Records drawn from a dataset
# # # # #

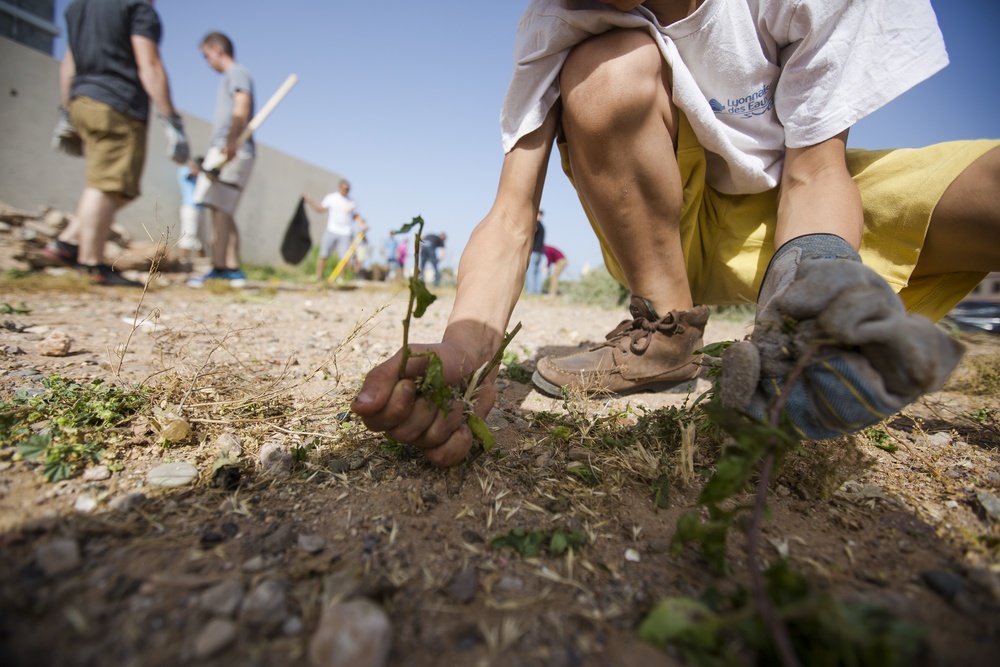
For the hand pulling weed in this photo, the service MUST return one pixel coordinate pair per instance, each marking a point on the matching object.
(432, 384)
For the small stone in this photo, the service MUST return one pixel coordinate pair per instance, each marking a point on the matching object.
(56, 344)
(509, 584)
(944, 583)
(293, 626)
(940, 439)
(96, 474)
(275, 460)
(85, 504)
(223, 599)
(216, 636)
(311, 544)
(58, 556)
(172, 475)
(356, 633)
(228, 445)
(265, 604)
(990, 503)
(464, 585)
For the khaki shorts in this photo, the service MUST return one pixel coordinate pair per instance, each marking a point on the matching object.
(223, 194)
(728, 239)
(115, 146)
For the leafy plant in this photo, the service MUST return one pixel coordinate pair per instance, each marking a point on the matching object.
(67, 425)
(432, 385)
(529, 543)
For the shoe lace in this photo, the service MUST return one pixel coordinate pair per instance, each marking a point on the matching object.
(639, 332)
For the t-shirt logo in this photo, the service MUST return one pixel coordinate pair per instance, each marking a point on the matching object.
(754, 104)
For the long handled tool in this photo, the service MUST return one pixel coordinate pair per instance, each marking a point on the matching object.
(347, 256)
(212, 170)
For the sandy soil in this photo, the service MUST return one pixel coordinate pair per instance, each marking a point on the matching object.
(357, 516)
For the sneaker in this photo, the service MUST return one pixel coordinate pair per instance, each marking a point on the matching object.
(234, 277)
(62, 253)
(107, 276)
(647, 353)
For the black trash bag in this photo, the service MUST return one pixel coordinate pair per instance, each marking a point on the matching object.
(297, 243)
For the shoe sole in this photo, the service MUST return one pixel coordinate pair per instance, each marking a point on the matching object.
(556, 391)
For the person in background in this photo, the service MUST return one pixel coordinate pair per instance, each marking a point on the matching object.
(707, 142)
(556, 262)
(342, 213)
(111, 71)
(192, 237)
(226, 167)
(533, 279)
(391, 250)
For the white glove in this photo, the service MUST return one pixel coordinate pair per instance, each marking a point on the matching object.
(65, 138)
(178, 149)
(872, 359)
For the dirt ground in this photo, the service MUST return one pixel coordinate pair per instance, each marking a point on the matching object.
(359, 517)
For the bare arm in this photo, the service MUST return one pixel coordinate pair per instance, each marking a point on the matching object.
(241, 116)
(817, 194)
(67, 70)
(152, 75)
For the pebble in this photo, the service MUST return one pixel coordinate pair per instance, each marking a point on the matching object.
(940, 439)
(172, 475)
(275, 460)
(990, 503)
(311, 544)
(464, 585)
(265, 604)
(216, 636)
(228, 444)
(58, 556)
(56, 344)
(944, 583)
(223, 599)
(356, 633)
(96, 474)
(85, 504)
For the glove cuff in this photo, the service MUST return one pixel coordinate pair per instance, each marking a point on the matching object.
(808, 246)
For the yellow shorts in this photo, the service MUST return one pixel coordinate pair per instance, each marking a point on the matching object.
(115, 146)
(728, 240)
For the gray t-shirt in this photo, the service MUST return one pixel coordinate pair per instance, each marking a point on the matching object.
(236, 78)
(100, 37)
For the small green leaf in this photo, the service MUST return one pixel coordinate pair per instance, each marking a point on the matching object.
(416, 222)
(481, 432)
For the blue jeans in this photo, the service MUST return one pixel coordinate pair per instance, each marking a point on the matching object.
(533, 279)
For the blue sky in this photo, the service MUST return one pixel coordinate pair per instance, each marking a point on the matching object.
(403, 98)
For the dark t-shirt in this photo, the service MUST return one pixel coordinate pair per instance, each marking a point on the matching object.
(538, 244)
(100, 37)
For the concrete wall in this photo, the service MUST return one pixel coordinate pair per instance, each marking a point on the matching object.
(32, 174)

# # # # #

Exercise instructions.
Please reproduce the data above word for word, skipping all images.

Worked solution.
For the hand pulling weed in this photo, the service MUST return one pixel coordinate pair per instance, each marking a point on the matching object.
(432, 384)
For the small stone in this photo, the service MUST return one pixel coordinate pair per instance, each marking a point on the matching object.
(56, 344)
(509, 584)
(944, 583)
(293, 626)
(940, 439)
(96, 474)
(275, 460)
(85, 504)
(223, 599)
(216, 636)
(311, 544)
(58, 556)
(172, 475)
(356, 633)
(228, 445)
(265, 604)
(990, 503)
(464, 585)
For the khaki shorts in this photo, the service MUST return one pixel coordinate pair per instance, each marking a point on the matching object.
(223, 194)
(728, 239)
(115, 146)
For the leafy plant in this photo, the service MUST return one pixel coordinate pair per instance, each marking a point on the matching object.
(67, 425)
(432, 385)
(529, 543)
For the shoe lace in this photo, the service MUST return one pixel coordinate pair per instance, each marking a point on the matching object.
(639, 332)
For the t-shirt logo in this photo, the service MUST return one pixel coordinate pair per instance, each marking a point on the matching object.
(754, 104)
For the long handled tool in this photo, the service MUST return one pixel coordinate pair per instance, each marking a point on the matching object.
(347, 256)
(212, 170)
For the sandy soil in this photo, the service MUST return one pixel coordinate pair per instance, each marking a point on the matching object.
(357, 516)
For the sneaker in this photo, the service MUST return one pixel coordinate pair per instance, each marking a point on the matching object.
(234, 277)
(62, 253)
(107, 276)
(647, 353)
For the black trash bag in this photo, the service MUST return one pixel coordinate pair per instance, each marking a point on the matching object.
(297, 243)
For the shoe sole in this photo, the service MUST return one pixel coordinate pair per instance, each marking a point on the matching object.
(556, 391)
For the person in background in this photo, the service MUST return one pixel coordinate pair per instance, each marking a point on the matching object.
(707, 142)
(556, 262)
(342, 213)
(111, 71)
(192, 237)
(226, 167)
(533, 279)
(391, 250)
For the white glove in this photo, the service MUST return one pixel coordinate pair per instance, each marking a point on the matching object.
(65, 138)
(178, 149)
(872, 359)
For the dirt ground in this photo, the service MUST return one pixel coordinate pair per instance, each marking a point on the matching object.
(359, 517)
For the bare arm in this photo, the service MUST return one pixel coordinate pair per instance, each marking a point on the matching object.
(241, 116)
(817, 194)
(67, 70)
(152, 75)
For the pebble in this photo, the service MUST return one pixel coordinate pair per instance, each marking a point on the matching object.
(940, 439)
(172, 475)
(275, 460)
(990, 503)
(311, 544)
(464, 585)
(265, 604)
(216, 636)
(228, 444)
(58, 556)
(56, 344)
(944, 583)
(223, 599)
(356, 633)
(96, 474)
(85, 504)
For the glove cuff in this photo, the service MUST return one pixel coordinate pair per instance, each marking a point on the matching object.
(808, 246)
For the yellow shorts in this photo, the service MUST return one pixel coordinate pair per instance, each marking a point on the matching object.
(115, 146)
(728, 240)
For the gray t-shirt in this photo, the service MUST return one pixel coordinate pair per instance, each marking a point on the matching object.
(236, 78)
(100, 37)
For the small green leaf in this photo, the service MUST return one pixel coordinate pair per instance, each marking a point on the matching object.
(416, 222)
(481, 432)
For the blue jeans in this photo, the service MUST return one pixel coordinate pair per instance, each marking a point on the matching object.
(533, 279)
For the blue sky in this photo, the service MUST return one pixel coordinate pair per instance, each marking a point on the matching object.
(403, 98)
For the dark t-shirt in this photo, the service MUST return one pixel coordinate pair per instance, each marking a point on the matching object.
(538, 244)
(100, 37)
For the concrete wall in this photo, the service MUST return one pixel coordinate pair per instance, each marking a point on the matching object.
(32, 174)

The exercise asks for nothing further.